Write each entry out again exactly, with nothing omitted.

------------------------------------------------------------------------

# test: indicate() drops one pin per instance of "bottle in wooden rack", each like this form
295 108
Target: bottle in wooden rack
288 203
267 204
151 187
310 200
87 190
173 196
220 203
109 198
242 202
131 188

------------------------------------------------------------------------

■ **RESPONSE FOR THIS EXERCISE**
# test: indicate() drops one pin per instance of "bottle in wooden rack", each like this form
295 108
Target: bottle in wooden rack
288 203
267 204
151 187
310 200
87 190
173 196
220 203
109 198
242 202
131 188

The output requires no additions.